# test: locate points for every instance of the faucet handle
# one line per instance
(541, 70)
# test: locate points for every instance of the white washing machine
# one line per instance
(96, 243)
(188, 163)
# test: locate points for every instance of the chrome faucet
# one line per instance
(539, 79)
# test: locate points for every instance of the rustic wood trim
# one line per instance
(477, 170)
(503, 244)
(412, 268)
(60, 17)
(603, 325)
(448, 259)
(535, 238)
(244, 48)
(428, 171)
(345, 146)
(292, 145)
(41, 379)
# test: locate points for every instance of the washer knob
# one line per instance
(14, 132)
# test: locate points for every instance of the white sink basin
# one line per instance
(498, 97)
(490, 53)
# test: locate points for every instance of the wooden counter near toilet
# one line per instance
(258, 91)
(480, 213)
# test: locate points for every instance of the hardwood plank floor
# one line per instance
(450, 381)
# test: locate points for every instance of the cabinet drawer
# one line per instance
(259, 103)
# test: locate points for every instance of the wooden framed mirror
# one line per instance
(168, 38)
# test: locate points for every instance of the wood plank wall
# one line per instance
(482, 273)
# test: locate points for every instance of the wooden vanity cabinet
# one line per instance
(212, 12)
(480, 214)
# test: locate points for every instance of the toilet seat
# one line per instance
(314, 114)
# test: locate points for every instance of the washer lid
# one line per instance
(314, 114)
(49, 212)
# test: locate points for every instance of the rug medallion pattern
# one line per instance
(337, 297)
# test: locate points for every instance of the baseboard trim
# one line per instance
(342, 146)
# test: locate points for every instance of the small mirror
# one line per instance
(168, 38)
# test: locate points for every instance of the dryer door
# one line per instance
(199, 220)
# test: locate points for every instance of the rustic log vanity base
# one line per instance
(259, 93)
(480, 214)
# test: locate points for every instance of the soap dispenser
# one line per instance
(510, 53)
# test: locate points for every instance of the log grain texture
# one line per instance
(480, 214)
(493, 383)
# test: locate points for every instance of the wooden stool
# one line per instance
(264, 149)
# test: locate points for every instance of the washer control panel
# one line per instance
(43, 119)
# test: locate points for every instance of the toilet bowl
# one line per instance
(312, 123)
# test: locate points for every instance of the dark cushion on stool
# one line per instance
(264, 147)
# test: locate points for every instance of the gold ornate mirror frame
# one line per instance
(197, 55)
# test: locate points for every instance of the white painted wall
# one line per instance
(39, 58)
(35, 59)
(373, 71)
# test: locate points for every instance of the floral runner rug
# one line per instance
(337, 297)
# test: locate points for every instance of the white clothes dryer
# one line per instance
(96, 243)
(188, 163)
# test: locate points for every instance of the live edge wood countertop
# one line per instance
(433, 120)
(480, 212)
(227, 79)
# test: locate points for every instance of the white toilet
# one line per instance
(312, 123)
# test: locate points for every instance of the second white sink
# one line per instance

· · · · ·

**WHAT IS BEING ASKED:** Could you copy every record above exactly as it appears?

**EXERCISE RESPONSE:**
# test: locate points for every instance of the faucet handle
# one line per instance
(541, 70)
# test: locate points for every instance of the white washing machine
# one line per instance
(96, 243)
(188, 163)
# test: locate points for every instance of the chrome faucet
# one line per instance
(539, 79)
# test: locate points for every instance of the rustic wood trim
# one line per instance
(477, 170)
(503, 244)
(412, 268)
(60, 17)
(603, 325)
(448, 259)
(535, 238)
(244, 48)
(428, 171)
(345, 146)
(292, 145)
(41, 379)
# test: locate points for every instance of the washer knob
# one line per instance
(14, 132)
# test: locate points for every instance of the white sink basin
# one line per instance
(498, 97)
(490, 53)
# test: locate points for every instance of the wooden counter near toilet
# one line per instance
(258, 91)
(480, 213)
# test: locate points for every instance of the hardwood plank floor
# one line per instance
(450, 381)
# test: locate points for every instance of the cabinet drawer
# one line per instance
(259, 103)
# test: locate points for every instance of the wooden framed mirror
# one line per instance
(168, 38)
# test: locate points for every instance of the wood plank wall
# one line per instance
(482, 273)
# test: locate points for every instance of the wooden vanity cabinet
# one line per instance
(212, 12)
(480, 214)
# test: locate points for every instance of the toilet seat
# one line per instance
(314, 114)
# test: locate points for every instance of the washer lid
# one line per instance
(314, 114)
(49, 212)
# test: locate points for every instance of the rug medallion pattern
# one line per instance
(337, 297)
# test: locate points for every instance of the baseboard trim
# one line per instance
(342, 146)
# test: locate points for every instance of the small mirror
# one line per instance
(168, 38)
# test: locate points for every instance of the dryer door
# one line per instance
(199, 220)
# test: locate points for every instance of the rustic log vanity base
# one line per instance
(259, 93)
(480, 214)
# test: locate points for every instance of the soap dispenser
# one line per instance
(510, 53)
# test: locate points for every instance of the log grain texture
# one line per instance
(480, 214)
(493, 383)
# test: locate points for every instance of the wooden stool
# one line per instance
(264, 149)
# test: locate points for every instance of the washer control panel
# one line per instance
(43, 119)
# test: locate points for every instance of the toilet bowl
# one line per instance
(312, 123)
# test: locate points for every instance of the dark cushion on stool
# one line per instance
(264, 147)
# test: locate points for every instance of the gold ornate mirror frame
# one line per instance
(197, 55)
# test: locate points for every instance of the white painted wall
# one line per instance
(39, 58)
(35, 59)
(373, 71)
# test: locate points for every instance of the floral runner rug
# one line per instance
(337, 297)
# test: locate points for every instance of the white clothes dryer
# one line per instance
(96, 243)
(188, 163)
# test: locate points for every instance of the live edge wood countertop
# one line per instance
(433, 120)
(480, 212)
(227, 79)
# test: locate points for every instance of the white toilet
# one line per instance
(312, 123)
# test: locate points for every instance of the second white sink
# one line per instance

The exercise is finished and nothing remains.